- **EXTRACT**:
----

Compliance
Navigating Pillar Two: what Australian multi-nationals need to know now
With the global minimum tax (Pillar Two) now part of Australian law, multinationals must adapt their reporting and risk strategies before compliance deadlines.
By NomadicTax Research Team • 5-8 min read • November 24, 2025
## What is Pillar Two and Its Implementation in Australia
Australia has implemented the **OECD/G20 Two-Pillar framework**, including the Global Anti-Base Erosion (GloBE) rules. The key components are:
- **Income Inclusion Rule (IIR)**: when a foreign jurisdiction taxes at a rate below 15%, the Australian parent company may face a **top-up tax**.
- **Undertaxed Profits Rule (UTPR)**: a back-stop allowing Australia to tax low-taxed profits of constituent entities not covered by IIR.
- **Domestic Minimum Tax (DMT)**: gives Australia primary rights to impose top-up tax over any low-taxed profits within Australia. ([ato.gov.au](https://www.ato.gov.au/businesses-and-organisations/international-tax-for-business/in-detail/multinationals/global-and-domestic-minimum-tax?utm_source=openai))
The IIR and DMT apply to **fiscal years starting on or after 1 January 2024**, while the UTPR begins for fiscal years starting on or after **1 January 2025**. ([ato.gov.au](https://www.ato.gov.au/businesses-and-organisations/international-tax-for-business/in-detail/multinationals/global-and-domestic-minimum-tax?utm_source=openai))

----

Copy out the whole Pillar Two text word for word. Work only from the text given here.

- **EXTRACTED MATERIAL**:
----

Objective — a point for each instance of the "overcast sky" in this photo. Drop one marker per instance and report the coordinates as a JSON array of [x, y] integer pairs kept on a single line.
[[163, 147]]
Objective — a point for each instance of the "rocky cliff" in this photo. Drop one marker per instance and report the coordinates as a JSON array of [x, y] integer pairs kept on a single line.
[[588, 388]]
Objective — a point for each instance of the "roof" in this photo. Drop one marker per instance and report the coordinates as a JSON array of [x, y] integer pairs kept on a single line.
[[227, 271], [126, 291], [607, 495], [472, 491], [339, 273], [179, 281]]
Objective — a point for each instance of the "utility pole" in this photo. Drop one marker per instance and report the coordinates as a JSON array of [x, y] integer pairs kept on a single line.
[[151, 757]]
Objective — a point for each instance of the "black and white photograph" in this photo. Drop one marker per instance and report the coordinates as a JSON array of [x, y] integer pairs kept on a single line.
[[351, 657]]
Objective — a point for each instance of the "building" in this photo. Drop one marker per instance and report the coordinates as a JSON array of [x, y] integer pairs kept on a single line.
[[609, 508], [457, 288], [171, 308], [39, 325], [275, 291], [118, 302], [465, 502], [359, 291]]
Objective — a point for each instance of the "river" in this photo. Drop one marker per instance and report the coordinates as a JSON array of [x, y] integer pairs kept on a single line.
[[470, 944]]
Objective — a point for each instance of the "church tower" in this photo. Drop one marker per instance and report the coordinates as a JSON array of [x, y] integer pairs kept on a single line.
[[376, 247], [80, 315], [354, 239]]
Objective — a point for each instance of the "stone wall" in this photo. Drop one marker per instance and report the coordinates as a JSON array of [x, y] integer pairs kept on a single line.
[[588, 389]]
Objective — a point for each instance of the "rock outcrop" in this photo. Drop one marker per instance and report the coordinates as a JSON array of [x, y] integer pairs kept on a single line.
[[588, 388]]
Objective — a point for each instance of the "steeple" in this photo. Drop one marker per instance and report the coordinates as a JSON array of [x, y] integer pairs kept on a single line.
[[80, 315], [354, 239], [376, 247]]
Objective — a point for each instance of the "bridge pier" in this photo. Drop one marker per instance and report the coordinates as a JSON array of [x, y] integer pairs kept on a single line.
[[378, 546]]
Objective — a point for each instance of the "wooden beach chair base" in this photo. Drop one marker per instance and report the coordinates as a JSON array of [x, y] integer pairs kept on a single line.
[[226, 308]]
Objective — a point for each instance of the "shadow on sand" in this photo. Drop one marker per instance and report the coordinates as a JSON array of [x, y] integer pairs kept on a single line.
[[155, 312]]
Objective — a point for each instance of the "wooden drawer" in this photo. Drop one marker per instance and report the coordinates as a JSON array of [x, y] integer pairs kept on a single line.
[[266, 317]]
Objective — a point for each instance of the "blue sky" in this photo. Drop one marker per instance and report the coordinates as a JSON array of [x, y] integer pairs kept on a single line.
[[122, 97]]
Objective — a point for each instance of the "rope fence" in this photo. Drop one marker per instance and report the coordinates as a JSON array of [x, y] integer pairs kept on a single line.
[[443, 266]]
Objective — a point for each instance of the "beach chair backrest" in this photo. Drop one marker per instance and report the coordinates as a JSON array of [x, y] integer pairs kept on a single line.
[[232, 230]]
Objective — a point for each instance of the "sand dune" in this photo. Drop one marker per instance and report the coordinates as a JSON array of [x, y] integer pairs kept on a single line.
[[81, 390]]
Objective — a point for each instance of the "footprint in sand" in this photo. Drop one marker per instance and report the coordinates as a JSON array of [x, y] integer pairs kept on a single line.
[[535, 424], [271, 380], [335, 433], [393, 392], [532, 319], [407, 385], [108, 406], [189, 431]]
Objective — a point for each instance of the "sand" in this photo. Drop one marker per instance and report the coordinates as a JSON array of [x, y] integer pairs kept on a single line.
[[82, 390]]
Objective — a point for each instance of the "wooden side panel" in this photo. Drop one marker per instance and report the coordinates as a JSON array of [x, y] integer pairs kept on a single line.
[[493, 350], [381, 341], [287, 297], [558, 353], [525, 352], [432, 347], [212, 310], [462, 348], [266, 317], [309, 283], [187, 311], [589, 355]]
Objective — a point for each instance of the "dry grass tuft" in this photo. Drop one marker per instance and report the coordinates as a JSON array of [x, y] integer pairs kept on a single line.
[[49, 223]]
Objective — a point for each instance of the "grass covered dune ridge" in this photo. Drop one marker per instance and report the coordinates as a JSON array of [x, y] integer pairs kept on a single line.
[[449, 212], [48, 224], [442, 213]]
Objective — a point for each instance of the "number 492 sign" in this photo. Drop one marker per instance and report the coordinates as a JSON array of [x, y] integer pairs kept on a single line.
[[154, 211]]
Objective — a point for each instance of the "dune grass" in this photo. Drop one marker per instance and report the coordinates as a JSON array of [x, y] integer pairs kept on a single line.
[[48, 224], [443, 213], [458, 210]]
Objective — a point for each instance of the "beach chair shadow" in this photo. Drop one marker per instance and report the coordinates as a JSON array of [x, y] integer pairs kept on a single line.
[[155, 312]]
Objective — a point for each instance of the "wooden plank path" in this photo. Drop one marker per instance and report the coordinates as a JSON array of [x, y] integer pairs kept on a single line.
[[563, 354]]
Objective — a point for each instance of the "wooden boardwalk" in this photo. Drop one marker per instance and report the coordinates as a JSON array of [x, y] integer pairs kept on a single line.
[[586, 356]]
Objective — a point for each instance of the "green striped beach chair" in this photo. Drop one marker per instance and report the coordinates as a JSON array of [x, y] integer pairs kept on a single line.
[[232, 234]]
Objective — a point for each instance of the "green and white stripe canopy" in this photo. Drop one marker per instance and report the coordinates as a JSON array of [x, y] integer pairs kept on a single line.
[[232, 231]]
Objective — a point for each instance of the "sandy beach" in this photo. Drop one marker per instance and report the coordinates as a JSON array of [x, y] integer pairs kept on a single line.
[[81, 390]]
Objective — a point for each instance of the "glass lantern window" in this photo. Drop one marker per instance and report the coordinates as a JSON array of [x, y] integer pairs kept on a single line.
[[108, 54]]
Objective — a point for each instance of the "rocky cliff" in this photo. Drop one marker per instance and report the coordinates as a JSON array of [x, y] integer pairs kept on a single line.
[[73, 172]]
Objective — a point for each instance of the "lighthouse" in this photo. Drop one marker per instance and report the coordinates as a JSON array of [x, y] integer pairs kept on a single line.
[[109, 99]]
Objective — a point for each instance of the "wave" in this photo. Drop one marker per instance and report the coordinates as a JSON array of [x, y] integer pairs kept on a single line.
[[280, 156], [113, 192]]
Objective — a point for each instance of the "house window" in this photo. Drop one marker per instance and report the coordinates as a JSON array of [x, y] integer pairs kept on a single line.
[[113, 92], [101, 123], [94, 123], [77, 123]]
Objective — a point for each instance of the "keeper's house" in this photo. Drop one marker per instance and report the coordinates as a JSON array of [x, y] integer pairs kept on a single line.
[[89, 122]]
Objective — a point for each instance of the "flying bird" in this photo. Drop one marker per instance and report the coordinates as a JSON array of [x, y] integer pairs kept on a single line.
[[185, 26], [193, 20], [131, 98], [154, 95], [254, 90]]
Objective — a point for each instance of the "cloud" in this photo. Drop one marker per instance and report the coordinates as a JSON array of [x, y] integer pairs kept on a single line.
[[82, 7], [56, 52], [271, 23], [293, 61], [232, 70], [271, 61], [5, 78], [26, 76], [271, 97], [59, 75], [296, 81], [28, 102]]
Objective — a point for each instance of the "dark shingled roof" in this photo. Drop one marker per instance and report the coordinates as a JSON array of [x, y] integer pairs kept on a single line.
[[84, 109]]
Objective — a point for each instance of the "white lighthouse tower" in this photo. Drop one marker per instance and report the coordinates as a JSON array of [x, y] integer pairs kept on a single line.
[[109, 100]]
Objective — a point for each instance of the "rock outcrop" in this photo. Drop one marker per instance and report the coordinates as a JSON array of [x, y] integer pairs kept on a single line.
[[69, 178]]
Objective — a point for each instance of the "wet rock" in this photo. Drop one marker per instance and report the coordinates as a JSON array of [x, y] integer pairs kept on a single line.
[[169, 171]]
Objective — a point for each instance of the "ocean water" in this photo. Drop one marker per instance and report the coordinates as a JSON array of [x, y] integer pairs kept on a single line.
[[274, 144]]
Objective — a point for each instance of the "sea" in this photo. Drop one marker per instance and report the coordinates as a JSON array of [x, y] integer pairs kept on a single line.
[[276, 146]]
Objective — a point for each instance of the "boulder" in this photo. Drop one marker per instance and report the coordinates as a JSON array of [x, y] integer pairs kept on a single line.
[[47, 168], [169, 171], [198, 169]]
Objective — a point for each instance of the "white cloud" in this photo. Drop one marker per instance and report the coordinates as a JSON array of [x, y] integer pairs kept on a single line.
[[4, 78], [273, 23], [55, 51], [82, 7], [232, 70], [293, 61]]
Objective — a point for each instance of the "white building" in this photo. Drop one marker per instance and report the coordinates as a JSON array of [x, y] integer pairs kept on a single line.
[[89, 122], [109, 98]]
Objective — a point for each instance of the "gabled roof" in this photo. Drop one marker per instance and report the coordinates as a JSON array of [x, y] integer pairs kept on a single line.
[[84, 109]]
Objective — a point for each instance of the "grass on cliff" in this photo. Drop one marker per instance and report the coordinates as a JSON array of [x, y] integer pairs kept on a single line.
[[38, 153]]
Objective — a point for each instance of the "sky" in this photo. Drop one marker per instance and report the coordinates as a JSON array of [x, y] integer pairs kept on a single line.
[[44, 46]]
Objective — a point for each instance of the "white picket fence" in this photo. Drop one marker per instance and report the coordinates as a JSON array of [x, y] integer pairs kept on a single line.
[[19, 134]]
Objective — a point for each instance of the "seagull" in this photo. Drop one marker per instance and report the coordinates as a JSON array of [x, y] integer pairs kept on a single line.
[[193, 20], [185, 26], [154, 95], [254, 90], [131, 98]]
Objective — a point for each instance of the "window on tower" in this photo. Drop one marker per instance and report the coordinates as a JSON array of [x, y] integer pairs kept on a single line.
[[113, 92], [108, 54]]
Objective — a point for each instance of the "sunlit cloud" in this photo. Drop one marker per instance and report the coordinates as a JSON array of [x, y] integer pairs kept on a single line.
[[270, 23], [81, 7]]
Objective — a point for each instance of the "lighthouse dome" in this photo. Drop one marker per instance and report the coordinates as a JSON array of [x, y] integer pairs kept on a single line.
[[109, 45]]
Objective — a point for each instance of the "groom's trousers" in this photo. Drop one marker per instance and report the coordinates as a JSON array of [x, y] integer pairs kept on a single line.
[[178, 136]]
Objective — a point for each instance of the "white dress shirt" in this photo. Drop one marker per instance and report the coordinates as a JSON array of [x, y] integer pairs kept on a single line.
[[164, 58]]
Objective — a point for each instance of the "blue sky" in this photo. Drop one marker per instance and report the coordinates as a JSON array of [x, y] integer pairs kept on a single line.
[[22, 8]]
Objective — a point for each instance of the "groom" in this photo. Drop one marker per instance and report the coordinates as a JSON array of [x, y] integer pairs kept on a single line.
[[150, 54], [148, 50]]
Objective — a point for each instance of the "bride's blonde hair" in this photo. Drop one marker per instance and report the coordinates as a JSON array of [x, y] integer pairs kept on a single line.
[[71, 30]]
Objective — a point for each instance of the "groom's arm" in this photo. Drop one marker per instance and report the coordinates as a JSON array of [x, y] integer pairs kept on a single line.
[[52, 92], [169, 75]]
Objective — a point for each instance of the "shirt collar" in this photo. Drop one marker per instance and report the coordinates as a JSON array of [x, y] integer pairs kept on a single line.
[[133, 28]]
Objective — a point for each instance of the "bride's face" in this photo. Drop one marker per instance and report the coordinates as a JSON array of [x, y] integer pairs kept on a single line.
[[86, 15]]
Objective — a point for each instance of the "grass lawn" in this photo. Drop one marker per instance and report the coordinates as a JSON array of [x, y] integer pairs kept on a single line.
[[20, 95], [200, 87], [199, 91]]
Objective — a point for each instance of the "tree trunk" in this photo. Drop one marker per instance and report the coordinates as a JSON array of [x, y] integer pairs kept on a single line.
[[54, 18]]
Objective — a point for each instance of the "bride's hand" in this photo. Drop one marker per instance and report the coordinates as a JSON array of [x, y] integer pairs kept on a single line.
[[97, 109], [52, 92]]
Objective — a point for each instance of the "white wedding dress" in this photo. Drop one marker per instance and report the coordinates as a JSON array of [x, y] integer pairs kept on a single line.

----

- **EXERCISE RESPONSE**:
Compliance
Navigating Pillar Two: what Australian multi-nationals need to know now
With the global minimum tax (Pillar Two) now part of Australian law, multinationals must adapt their reporting and risk strategies before compliance deadlines.
By NomadicTax Research Team • 5-8 min read • November 24, 2025
## What is Pillar Two and Its Implementation in Australia
Australia has implemented the **OECD/G20 Two-Pillar framework**, including the Global Anti-Base Erosion (GloBE) rules. The key components are:
- **Income Inclusion Rule (IIR)**: when a foreign jurisdiction taxes at a rate below 15%, the Australian parent company may face a **top-up tax**.
- **Undertaxed Profits Rule (UTPR)**: a back-stop allowing Australia to tax low-taxed profits of constituent entities not covered by IIR.
- **Domestic Minimum Tax (DMT)**: gives Australia primary rights to impose top-up tax over any low-taxed profits within Australia. ([ato.gov.au](https://www.ato.gov.au/businesses-and-organisations/international-tax-for-business/in-detail/multinationals/global-and-domestic-minimum-tax?utm_source=openai))
The IIR and DMT apply to **fiscal years starting on or after 1 January 2024**, while the UTPR begins for fiscal years starting on or after **1 January 2025**. ([ato.gov.au](https://www.ato.gov.au/businesses-and-organisations/international-tax-for-business/in-detail/multinationals/global-and-domestic-minimum-tax?utm_source=openai))